Exercise details
Repeat the whole listing exactly.

Source data
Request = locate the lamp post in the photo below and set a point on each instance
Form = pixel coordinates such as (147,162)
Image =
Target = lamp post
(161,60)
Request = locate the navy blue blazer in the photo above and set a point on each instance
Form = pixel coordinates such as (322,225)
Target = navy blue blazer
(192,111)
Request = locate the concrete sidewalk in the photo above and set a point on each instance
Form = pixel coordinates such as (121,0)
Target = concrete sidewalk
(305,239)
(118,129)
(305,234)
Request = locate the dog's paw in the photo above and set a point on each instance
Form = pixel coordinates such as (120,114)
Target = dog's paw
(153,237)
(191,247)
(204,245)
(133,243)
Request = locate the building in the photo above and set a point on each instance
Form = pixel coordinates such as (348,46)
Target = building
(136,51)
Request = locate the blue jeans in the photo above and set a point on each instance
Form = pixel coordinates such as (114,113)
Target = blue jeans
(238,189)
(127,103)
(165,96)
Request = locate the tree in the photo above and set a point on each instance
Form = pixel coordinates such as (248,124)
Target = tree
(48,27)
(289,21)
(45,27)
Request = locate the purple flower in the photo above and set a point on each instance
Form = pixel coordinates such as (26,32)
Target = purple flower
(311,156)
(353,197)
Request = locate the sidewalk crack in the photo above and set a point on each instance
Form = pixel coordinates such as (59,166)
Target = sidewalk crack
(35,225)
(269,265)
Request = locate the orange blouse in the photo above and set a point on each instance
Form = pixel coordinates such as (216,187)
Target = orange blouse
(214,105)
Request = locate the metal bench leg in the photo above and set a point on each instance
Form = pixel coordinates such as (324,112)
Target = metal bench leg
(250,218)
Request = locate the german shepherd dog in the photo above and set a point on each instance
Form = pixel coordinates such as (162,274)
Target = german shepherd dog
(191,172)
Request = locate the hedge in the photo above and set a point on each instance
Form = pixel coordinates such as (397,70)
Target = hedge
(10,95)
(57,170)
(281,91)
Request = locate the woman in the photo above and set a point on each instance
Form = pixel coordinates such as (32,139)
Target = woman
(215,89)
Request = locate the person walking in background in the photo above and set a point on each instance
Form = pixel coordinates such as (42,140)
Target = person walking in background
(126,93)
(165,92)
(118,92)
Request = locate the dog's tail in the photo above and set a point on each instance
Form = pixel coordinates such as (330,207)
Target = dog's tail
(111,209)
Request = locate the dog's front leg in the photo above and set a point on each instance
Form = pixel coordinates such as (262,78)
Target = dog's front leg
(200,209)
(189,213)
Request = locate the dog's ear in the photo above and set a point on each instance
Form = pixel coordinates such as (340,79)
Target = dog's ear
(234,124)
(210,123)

Exercise answer
Request = locate the lamp post in the photo below and set a point on each instance
Form = pixel coordinates such as (147,162)
Image =
Target = lamp post
(161,60)
Request = locate the navy blue blazer in the photo above and set a point on each instance
Form = pixel coordinates such as (322,225)
Target = navy blue blazer
(192,111)
Request = locate the concrete sidewalk in the photo above and set a point on each instance
Form = pixel coordinates such as (121,0)
Target = concrete sidewalk
(305,239)
(118,129)
(305,234)
Request = locate the dog's paw in the photo above and set a point on each instance
Form = pixel coordinates such as (120,114)
Target = dog's paw
(153,237)
(191,247)
(204,245)
(133,243)
Request = locate the building in the photo above and set a point on each instance
Form = pixel coordinates such as (348,46)
Target = building
(136,51)
Request = locate the blue jeans in the photo above and set a point on each instance
Form = pixel coordinates such as (114,113)
Target = blue jeans
(238,189)
(127,103)
(165,96)
Request = locate the tree in the photo above and set a point on each instance
Form = pixel coordinates such as (248,124)
Target = tree
(48,27)
(289,21)
(45,27)
Request = locate the purple flower in the photo above and set a point on each instance
Form = pixel coordinates such as (26,32)
Target = purple flower
(311,156)
(353,197)
Request = locate the sidewalk crack in the photo above and set a point on each instance
Form = pixel coordinates such as (59,166)
Target = sidewalk crack
(35,225)
(269,265)
Request = locate the orange blouse in the photo above and set a point on each instance
Form = pixel coordinates such as (216,187)
Target = orange blouse
(214,105)
Request = locate the metal bench leg in the photo above and set a point on each instance
Form = pixel coordinates such as (324,112)
Target = metal bench leg
(250,218)
Request = locate the german shepherd dog in the photo above and set a point on each instance
Form = pixel coordinates such as (162,274)
Target = german shepherd dog
(191,172)
Request = locate the hedge in the photo above and set a point on each instance
Form = pixel coordinates such as (397,70)
Target = hedge
(10,95)
(57,170)
(281,91)
Request = locate the woman in the photo above and set a point on each instance
Form = pixel coordinates such as (32,139)
Target = woman
(215,89)
Request = locate the person walking in background in the photo above and set a point on each instance
Form = pixel coordinates such as (42,140)
Target = person walking in background
(126,93)
(165,92)
(118,92)
Request = locate the dog's tail in the photo above and set a point on each instance
Form = pixel coordinates such as (330,207)
Target = dog's tail
(111,209)
Request = locate the dog's front leg in the photo above and set a point on each instance
Form = pixel coordinates such as (262,78)
Target = dog's front leg
(200,209)
(189,213)
Request = locate the dog's ear in the photo above and set a point on each instance
Form = pixel coordinates such as (340,79)
Target = dog's ear
(234,124)
(210,123)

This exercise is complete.